WHAT TO DO>
Add -142 to every box coordinate in the answers in the material below, from the line with "Presence check: is there any shallow" to the line with "[43,126,351,253]". Write out all of those lines again, requests included.

[Image region labeling entries]
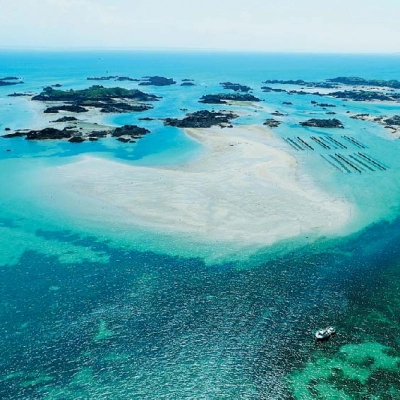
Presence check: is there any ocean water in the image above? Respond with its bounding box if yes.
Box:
[0,51,400,400]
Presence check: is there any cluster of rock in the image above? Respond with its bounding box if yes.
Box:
[199,93,261,104]
[7,92,35,97]
[139,76,176,86]
[263,118,282,128]
[0,76,24,86]
[164,110,239,128]
[300,118,344,129]
[311,101,336,108]
[263,79,338,89]
[2,125,150,143]
[328,90,400,102]
[350,114,400,134]
[86,75,139,82]
[327,76,400,89]
[221,82,251,93]
[32,85,159,113]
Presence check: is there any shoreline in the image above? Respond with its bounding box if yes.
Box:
[37,126,352,258]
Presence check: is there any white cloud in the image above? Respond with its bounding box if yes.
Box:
[0,0,400,52]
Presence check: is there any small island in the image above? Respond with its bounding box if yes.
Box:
[32,85,160,113]
[2,125,150,143]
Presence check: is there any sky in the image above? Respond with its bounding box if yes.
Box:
[0,0,400,53]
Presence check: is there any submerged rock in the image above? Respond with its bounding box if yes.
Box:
[199,93,261,104]
[300,118,344,129]
[139,76,176,86]
[164,110,239,128]
[111,125,150,139]
[263,118,282,128]
[221,82,251,92]
[51,117,79,122]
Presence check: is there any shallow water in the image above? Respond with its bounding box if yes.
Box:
[0,52,400,399]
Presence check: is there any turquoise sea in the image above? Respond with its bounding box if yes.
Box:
[0,51,400,400]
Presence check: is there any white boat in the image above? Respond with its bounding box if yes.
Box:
[315,326,336,340]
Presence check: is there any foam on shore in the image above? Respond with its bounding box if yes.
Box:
[40,126,352,260]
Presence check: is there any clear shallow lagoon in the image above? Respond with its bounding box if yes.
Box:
[0,52,400,399]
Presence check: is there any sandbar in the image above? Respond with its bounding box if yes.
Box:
[43,126,352,255]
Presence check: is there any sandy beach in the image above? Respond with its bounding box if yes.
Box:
[43,126,351,253]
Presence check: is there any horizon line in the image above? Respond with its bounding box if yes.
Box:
[0,45,400,56]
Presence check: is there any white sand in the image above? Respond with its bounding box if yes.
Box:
[46,126,351,253]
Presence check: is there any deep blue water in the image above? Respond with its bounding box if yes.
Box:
[0,52,400,400]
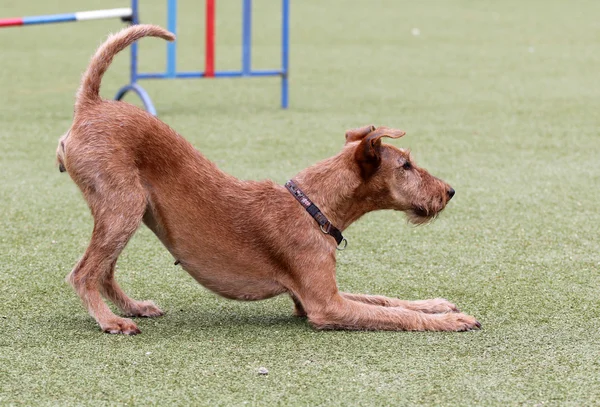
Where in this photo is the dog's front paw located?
[428,298,460,314]
[100,318,142,335]
[126,300,164,318]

RESULT>
Presence check: is there any shallow water in the image above? Respond with its bounding box if yes.
Box:
[-142,-90,258,257]
Presence check: is there any turquoise sea in the image above? Respond with its bounding box if yes.
Box:
[-142,-91,258,258]
Presence check: is there any white boat in the image above? Respond with its bounding box if yes.
Box:
[173,184,194,198]
Presence check: is there any foam on shore in the image above? Respond with its bounding box if yes.
Box:
[-102,-16,210,118]
Presence check: is there any clear shallow lagoon in the image above? Respond with its bounding box if yes.
Box:
[-142,-90,258,257]
Presence check: is there any sandbar in the image above? Respond with its bounding box if yes.
Box:
[-99,-16,210,113]
Presence check: is there any sandy beach in the image above? Respond with its bounding box if yes.
Box:
[-99,-16,209,111]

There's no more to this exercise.